RECORD EXTRACTS -
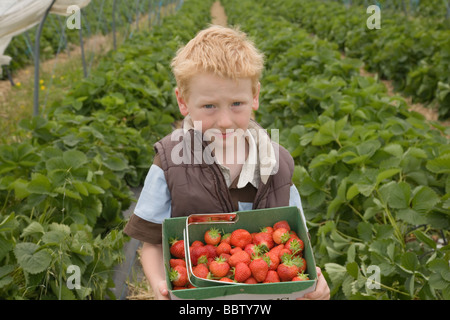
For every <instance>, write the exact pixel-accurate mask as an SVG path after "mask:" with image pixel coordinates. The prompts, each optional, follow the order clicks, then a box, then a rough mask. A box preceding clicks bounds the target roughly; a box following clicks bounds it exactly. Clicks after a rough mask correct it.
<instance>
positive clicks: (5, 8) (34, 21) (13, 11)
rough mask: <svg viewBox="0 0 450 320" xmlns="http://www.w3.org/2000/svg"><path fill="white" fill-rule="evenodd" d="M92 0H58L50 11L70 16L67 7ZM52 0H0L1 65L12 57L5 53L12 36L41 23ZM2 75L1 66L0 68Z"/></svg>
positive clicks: (82, 7)
mask: <svg viewBox="0 0 450 320" xmlns="http://www.w3.org/2000/svg"><path fill="white" fill-rule="evenodd" d="M90 1H91V0H56V1H55V3H54V4H53V6H52V8H51V10H50V13H53V14H58V15H63V16H69V15H71V14H72V12H71V11H69V12H67V8H68V7H70V6H72V5H76V6H78V7H79V8H84V7H85V6H87V5H88V4H89V2H90ZM51 3H52V0H0V67H1V66H2V65H8V64H9V63H10V61H11V57H9V56H5V55H3V54H4V52H5V50H6V48H7V47H8V45H9V43H10V41H11V39H12V37H14V36H17V35H19V34H21V33H23V32H25V31H26V30H28V29H30V28H33V27H34V26H36V25H37V24H39V23H40V22H41V21H42V19H43V18H44V15H45V12H46V11H47V10H48V8H49V7H50V5H51ZM0 75H1V68H0Z"/></svg>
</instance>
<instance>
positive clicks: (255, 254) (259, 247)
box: [244, 243, 261, 257]
mask: <svg viewBox="0 0 450 320" xmlns="http://www.w3.org/2000/svg"><path fill="white" fill-rule="evenodd" d="M244 251H245V252H247V253H248V254H249V255H250V257H251V256H253V255H259V254H260V253H261V248H260V247H259V246H257V245H255V244H253V243H249V244H248V245H246V246H245V248H244Z"/></svg>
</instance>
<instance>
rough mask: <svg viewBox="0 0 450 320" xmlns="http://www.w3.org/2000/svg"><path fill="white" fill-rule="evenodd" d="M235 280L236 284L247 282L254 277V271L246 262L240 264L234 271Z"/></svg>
mask: <svg viewBox="0 0 450 320" xmlns="http://www.w3.org/2000/svg"><path fill="white" fill-rule="evenodd" d="M233 273H234V280H235V281H236V282H245V281H246V280H247V279H248V278H250V276H251V275H252V271H251V270H250V268H249V267H248V265H247V264H246V263H244V262H239V263H238V264H237V265H236V266H235V267H234V270H233Z"/></svg>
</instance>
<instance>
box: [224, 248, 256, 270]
mask: <svg viewBox="0 0 450 320" xmlns="http://www.w3.org/2000/svg"><path fill="white" fill-rule="evenodd" d="M250 261H251V257H250V255H249V254H248V253H247V252H245V251H244V250H241V251H238V252H236V253H235V254H232V255H231V257H230V259H228V263H229V264H230V266H232V267H235V266H236V265H237V264H238V263H239V262H244V263H246V264H249V263H250Z"/></svg>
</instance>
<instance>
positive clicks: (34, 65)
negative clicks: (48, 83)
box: [33, 0, 56, 116]
mask: <svg viewBox="0 0 450 320" xmlns="http://www.w3.org/2000/svg"><path fill="white" fill-rule="evenodd" d="M55 1H56V0H53V1H52V3H51V4H50V6H49V7H48V8H47V10H46V11H45V14H44V17H43V18H42V21H41V23H40V24H39V28H38V31H37V33H36V38H35V40H34V41H35V43H34V51H35V52H34V95H33V115H34V116H37V115H38V114H39V58H40V44H41V43H40V42H41V41H40V39H41V33H42V28H43V27H44V22H45V19H47V16H48V13H49V12H50V9H51V8H52V6H53V4H54V3H55Z"/></svg>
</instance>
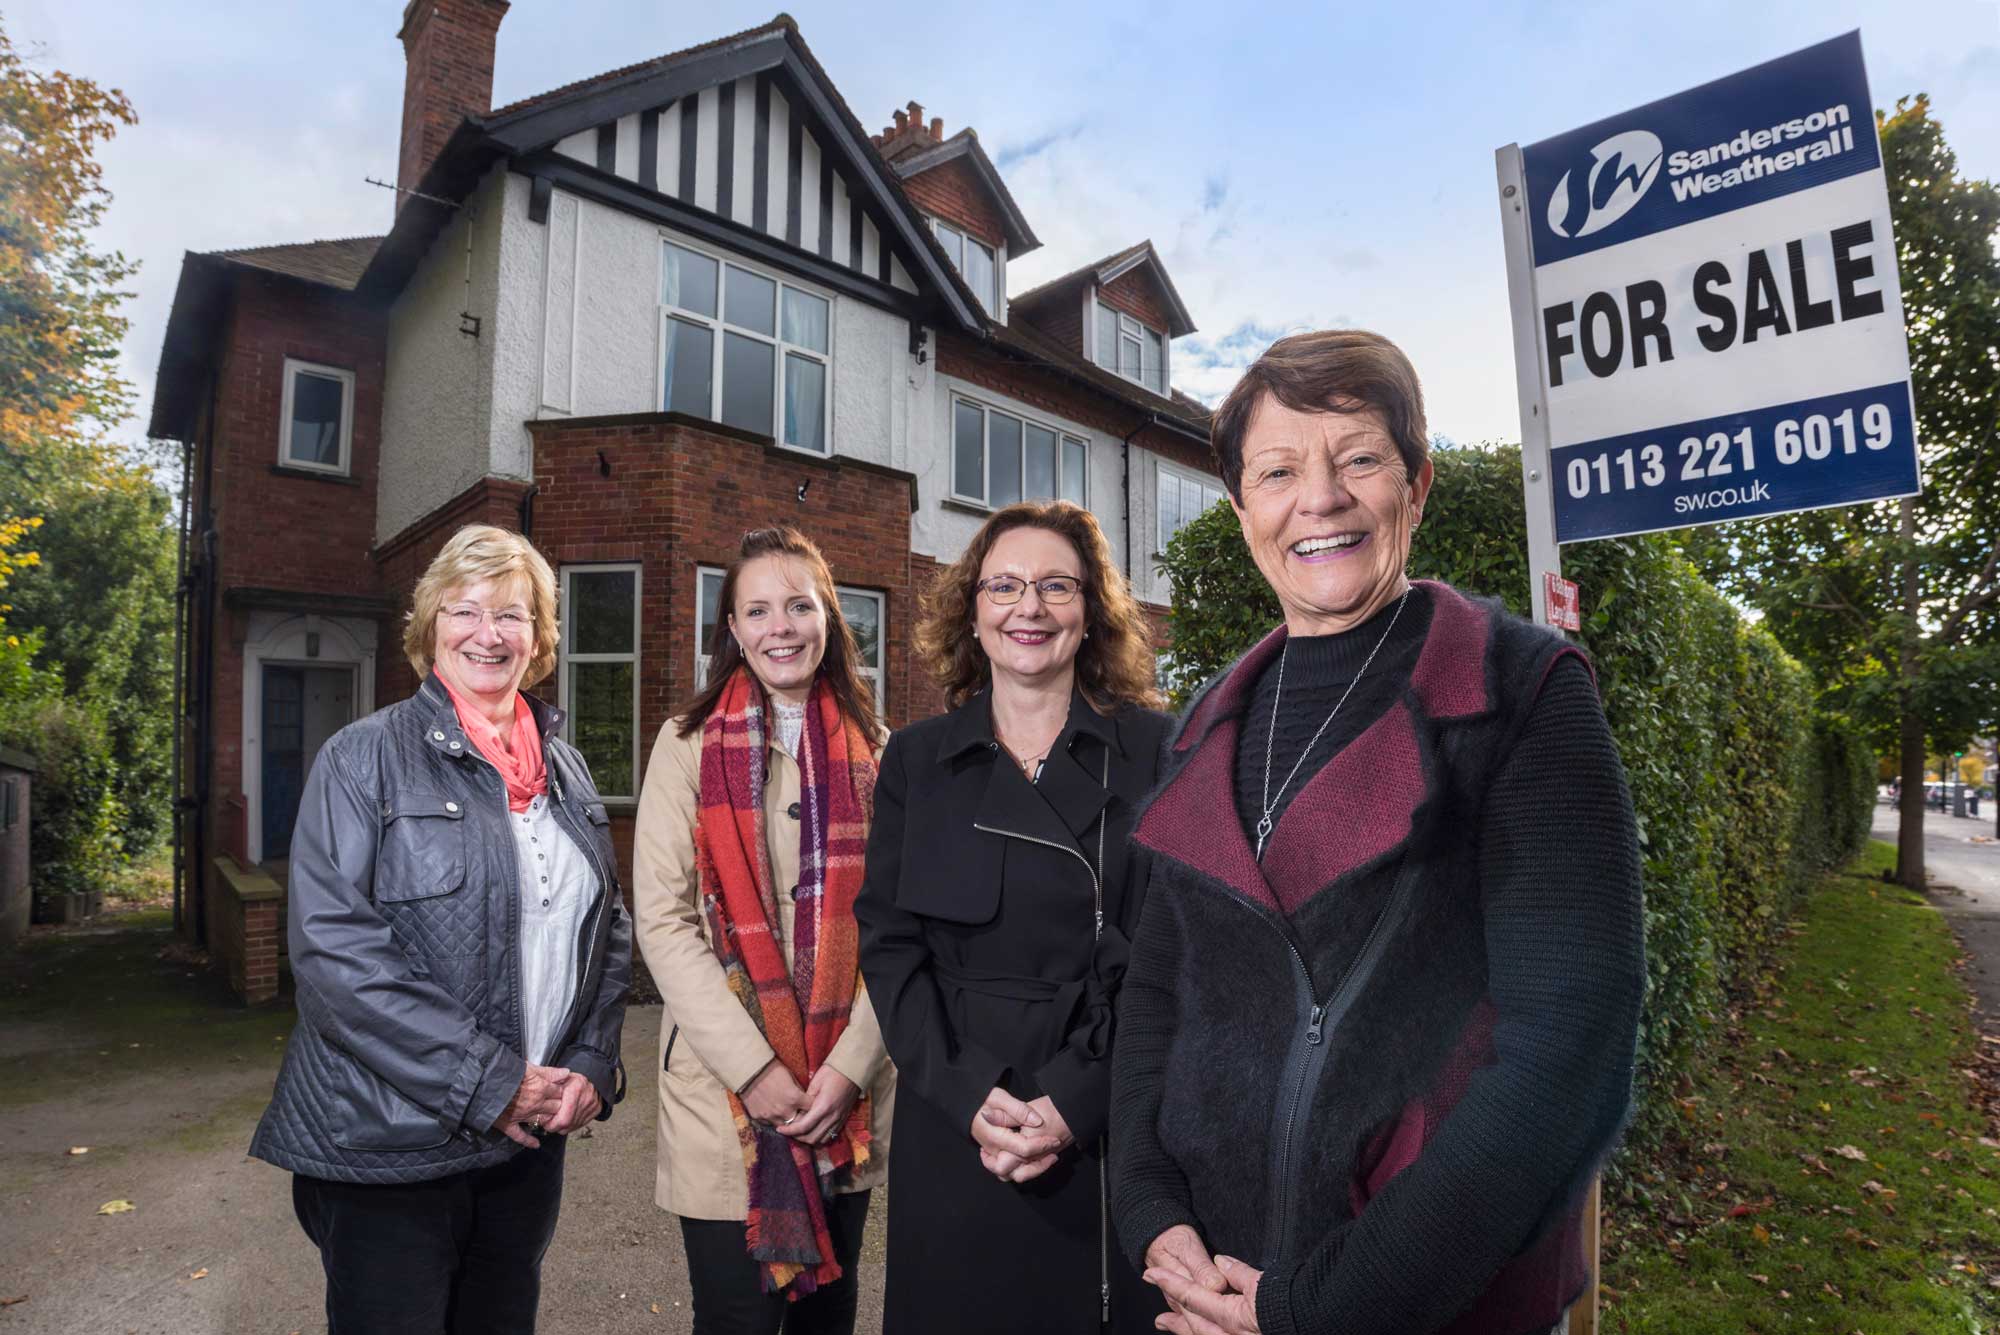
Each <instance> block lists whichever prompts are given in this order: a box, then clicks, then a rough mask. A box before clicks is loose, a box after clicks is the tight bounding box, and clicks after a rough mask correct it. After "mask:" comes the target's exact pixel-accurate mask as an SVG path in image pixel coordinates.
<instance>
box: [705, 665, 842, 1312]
mask: <svg viewBox="0 0 2000 1335" xmlns="http://www.w3.org/2000/svg"><path fill="white" fill-rule="evenodd" d="M766 725H768V715H766V705H764V691H762V687H758V685H756V681H752V677H750V673H748V669H744V668H738V669H736V673H734V675H732V677H730V681H728V685H726V687H724V691H722V697H720V699H718V701H716V711H714V713H710V715H708V721H704V723H702V769H700V775H702V777H700V781H702V795H700V811H698V815H696V821H694V865H696V873H698V875H700V891H702V911H704V913H706V915H708V939H710V941H712V945H714V951H716V959H720V961H722V971H724V977H726V979H728V987H730V993H732V995H734V997H736V999H738V1001H740V1003H742V1007H744V1009H746V1011H750V1017H752V1019H754V1021H756V1023H758V1029H762V1031H764V1037H766V1039H768V1041H770V1047H772V1051H774V1053H778V1059H780V1061H784V1065H786V1069H788V1071H790V1073H792V1079H796V1081H798V1083H800V1087H806V1085H808V1083H810V1081H812V1075H814V1073H816V1071H818V1069H820V1065H822V1063H824V1061H826V1055H828V1053H830V1051H832V1049H834V1043H836V1041H838V1039H840V1033H842V1031H844V1029H846V1027H848V1011H850V1009H852V1005H854V991H856V987H858V983H860V927H858V925H856V923H854V897H856V895H858V893H860V885H862V859H864V853H866V845H868V817H870V813H872V805H874V779H876V757H874V745H872V743H870V739H868V737H866V735H864V733H862V729H860V727H858V725H856V723H854V721H852V719H848V717H846V715H844V713H842V711H840V703H838V701H836V699H834V693H832V689H830V687H828V685H826V679H824V677H818V679H814V683H812V695H810V697H808V701H806V729H804V735H802V737H800V741H798V767H800V791H798V797H800V815H802V819H800V821H798V831H800V833H798V899H796V903H798V909H796V915H794V921H792V937H794V939H792V967H790V971H786V965H784V947H782V945H780V941H778V931H776V925H778V921H780V919H778V887H776V885H774V883H772V871H770V859H768V855H766V847H768V845H766V843H764V781H766V763H764V747H766ZM728 1097H730V1113H732V1115H734V1119H736V1137H738V1141H740V1145H742V1151H744V1171H746V1173H748V1183H750V1219H748V1229H746V1239H748V1247H750V1257H752V1259H754V1261H756V1263H758V1269H760V1273H762V1279H764V1291H766V1293H778V1291H782V1293H784V1295H786V1299H792V1301H796V1299H800V1297H804V1295H808V1293H812V1291H814V1289H818V1287H820V1285H824V1283H832V1281H834V1279H840V1263H838V1261H836V1259H834V1241H832V1235H830V1233H828V1229H826V1197H828V1195H832V1191H834V1189H836V1187H838V1185H842V1183H844V1181H846V1179H848V1177H850V1175H852V1171H854V1169H856V1167H860V1165H864V1163H868V1157H870V1149H868V1141H870V1135H868V1097H866V1095H862V1097H860V1099H856V1103H854V1109H852V1111H850V1113H848V1119H846V1125H844V1127H842V1129H840V1135H838V1137H836V1139H834V1143H832V1145H818V1147H808V1145H800V1143H798V1141H794V1139H792V1137H788V1135H782V1133H780V1131H774V1129H772V1127H764V1125H758V1123H754V1121H750V1115H748V1113H746V1111H744V1105H742V1099H738V1097H736V1095H734V1093H732V1095H728Z"/></svg>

WHAT YOU SHOULD DO - What you return must match the records letter for letter, except that the pictures stay out.

SOLUTION -
For every <instance>, write the exact pixel-accurate mask as an SVG path after "mask:" with image pixel coordinates. The prompts, each optional, follow the order clicks, then a box, then a rough mask. A box preceding clicks bounds the target roughly; a box following clicks bounds it exactly. Clicks after a rough mask correct it.
<instance>
positive clicks: (5, 8) (34, 21) (13, 11)
rough mask: <svg viewBox="0 0 450 320" xmlns="http://www.w3.org/2000/svg"><path fill="white" fill-rule="evenodd" d="M92 0H58L50 11L70 16L67 7ZM52 0H0L1 65L12 57L5 53L12 36L41 23ZM2 75L1 66L0 68Z"/></svg>
positive clicks: (82, 7)
mask: <svg viewBox="0 0 450 320" xmlns="http://www.w3.org/2000/svg"><path fill="white" fill-rule="evenodd" d="M90 1H91V0H56V1H55V3H54V4H53V6H52V8H51V10H50V13H53V14H58V15H63V16H69V15H71V14H72V12H71V11H69V12H67V8H68V7H70V6H72V5H76V6H78V7H79V8H84V7H85V6H87V5H88V4H89V2H90ZM51 3H52V0H0V67H1V66H2V65H8V64H9V63H10V61H11V57H9V56H5V55H3V54H4V52H5V50H6V48H7V47H8V45H9V43H10V41H11V39H12V37H14V36H17V35H19V34H21V33H23V32H25V31H26V30H28V29H30V28H33V27H34V26H36V25H37V24H39V23H40V22H41V21H42V19H43V18H44V15H45V12H46V11H47V10H48V8H49V7H50V5H51ZM0 75H1V68H0Z"/></svg>
</instance>
<instance>
positive clicks: (255, 254) (259, 247)
box: [244, 243, 261, 257]
mask: <svg viewBox="0 0 450 320" xmlns="http://www.w3.org/2000/svg"><path fill="white" fill-rule="evenodd" d="M244 251H245V252H247V253H248V254H249V255H250V257H251V256H253V255H259V254H260V253H261V248H260V247H259V246H257V245H255V244H253V243H249V244H248V245H246V246H245V248H244Z"/></svg>
</instance>
<instance>
rough mask: <svg viewBox="0 0 450 320" xmlns="http://www.w3.org/2000/svg"><path fill="white" fill-rule="evenodd" d="M235 280L236 284L247 282L254 277V271L246 262L240 264L234 271Z"/></svg>
mask: <svg viewBox="0 0 450 320" xmlns="http://www.w3.org/2000/svg"><path fill="white" fill-rule="evenodd" d="M233 273H234V280H235V281H236V282H245V281H246V280H247V279H248V278H250V276H251V275H252V271H251V270H250V268H249V267H248V265H247V264H246V263H244V262H239V263H238V264H237V265H236V266H235V267H234V270H233Z"/></svg>
</instance>
<instance>
box: [224, 248, 256, 270]
mask: <svg viewBox="0 0 450 320" xmlns="http://www.w3.org/2000/svg"><path fill="white" fill-rule="evenodd" d="M250 261H251V257H250V255H249V254H248V253H247V252H245V251H244V250H241V251H238V252H236V253H235V254H232V255H231V257H230V259H228V263H229V264H230V266H232V267H235V266H236V265H237V264H238V263H239V262H244V263H246V264H249V263H250Z"/></svg>
</instance>
<instance>
positive clicks: (34, 65)
negative clicks: (48, 83)
box: [33, 0, 56, 116]
mask: <svg viewBox="0 0 450 320" xmlns="http://www.w3.org/2000/svg"><path fill="white" fill-rule="evenodd" d="M55 1H56V0H53V1H52V3H51V4H50V6H49V7H48V8H47V10H46V11H45V14H44V17H43V18H42V21H41V23H40V24H39V28H38V31H37V33H36V38H35V40H34V41H35V43H34V51H35V52H34V95H33V115H34V116H37V115H38V114H39V58H40V44H41V43H40V42H41V41H40V39H41V33H42V28H43V27H44V22H45V19H47V16H48V13H49V12H50V9H51V8H52V6H53V4H54V3H55Z"/></svg>
</instance>
Each <instance> block lists whichever prompts are given in this order: a box, then clicks, then a rough mask. A box before clicks is loose, a box after clicks is the tight bounding box, and clicks after a rough mask correct it. After "mask:" comes the target's exact pixel-accurate mask as an SVG path in image pixel coordinates.
<instance>
box: [705, 665, 842, 1312]
mask: <svg viewBox="0 0 2000 1335" xmlns="http://www.w3.org/2000/svg"><path fill="white" fill-rule="evenodd" d="M766 725H768V715H766V705H764V691H762V687H758V685H756V681H752V677H750V673H748V669H744V668H738V669H736V673H734V675H732V677H730V681H728V685H726V687H724V691H722V697H720V699H718V701H716V711H714V713H710V715H708V721H704V723H702V769H700V775H702V777H700V781H702V795H700V811H698V815H696V821H694V865H696V873H698V875H700V891H702V911H704V913H706V915H708V939H710V941H712V945H714V951H716V959H720V961H722V971H724V977H726V979H728V987H730V993H732V995H734V997H736V999H738V1001H740V1003H742V1007H744V1009H746V1011H750V1017H752V1019H754V1021H756V1023H758V1029H762V1031H764V1037H766V1039H768V1041H770V1047H772V1051H774V1053H778V1059H780V1061H784V1065H786V1069H788V1071H790V1073H792V1079H796V1081H798V1083H800V1087H806V1085H808V1083H810V1081H812V1075H814V1073H816V1071H818V1069H820V1065H822V1063H824V1061H826V1055H828V1053H830V1051H832V1049H834V1043H836V1041H838V1039H840V1033H842V1031H844V1029H846V1027H848V1011H850V1009H852V1005H854V991H856V987H858V983H860V927H858V925H856V923H854V897H856V895H858V893H860V885H862V859H864V853H866V845H868V817H870V813H872V805H874V779H876V757H874V745H872V743H870V739H868V737H866V735H864V733H862V729H860V727H858V725H856V723H854V721H852V719H848V717H846V715H844V713H842V711H840V703H838V701H836V699H834V693H832V689H830V687H828V685H826V679H824V677H818V679H814V683H812V695H810V697H808V701H806V729H804V735H802V737H800V741H798V767H800V791H798V797H800V815H802V819H800V821H798V831H800V833H798V899H796V903H798V909H796V915H794V921H792V937H794V939H792V967H790V971H786V965H784V947H782V945H780V941H778V931H776V925H778V921H780V919H778V887H776V885H774V883H772V871H770V859H768V855H766V847H768V845H766V843H764V781H766V763H764V747H766ZM728 1097H730V1113H732V1115H734V1119H736V1137H738V1141H740V1145H742V1151H744V1171H746V1173H748V1183H750V1219H748V1229H746V1239H748V1247H750V1257H752V1259H754V1261H756V1263H758V1269H760V1273H762V1279H764V1291H766V1293H778V1291H782V1293H784V1295H786V1299H792V1301H796V1299H800V1297H804V1295H808V1293H812V1291H814V1289H818V1287H820V1285H824V1283H832V1281H834V1279H840V1263H838V1261H836V1259H834V1241H832V1235H830V1233H828V1229H826V1197H828V1195H832V1191H834V1189H836V1187H838V1185H842V1183H844V1181H846V1179H848V1177H850V1175H852V1171H854V1169H856V1167H860V1165H864V1163H868V1157H870V1149H868V1141H870V1135H868V1097H866V1095H862V1097H860V1099H856V1103H854V1109H852V1111H850V1113H848V1119H846V1125H844V1127H842V1129H840V1135H838V1137H836V1139H834V1143H832V1145H818V1147H808V1145H800V1143H798V1141H794V1139H792V1137H788V1135H782V1133H780V1131H774V1129H772V1127H764V1125H758V1123H754V1121H750V1115H748V1113H746V1111H744V1105H742V1099H738V1097H736V1095H734V1093H732V1095H728Z"/></svg>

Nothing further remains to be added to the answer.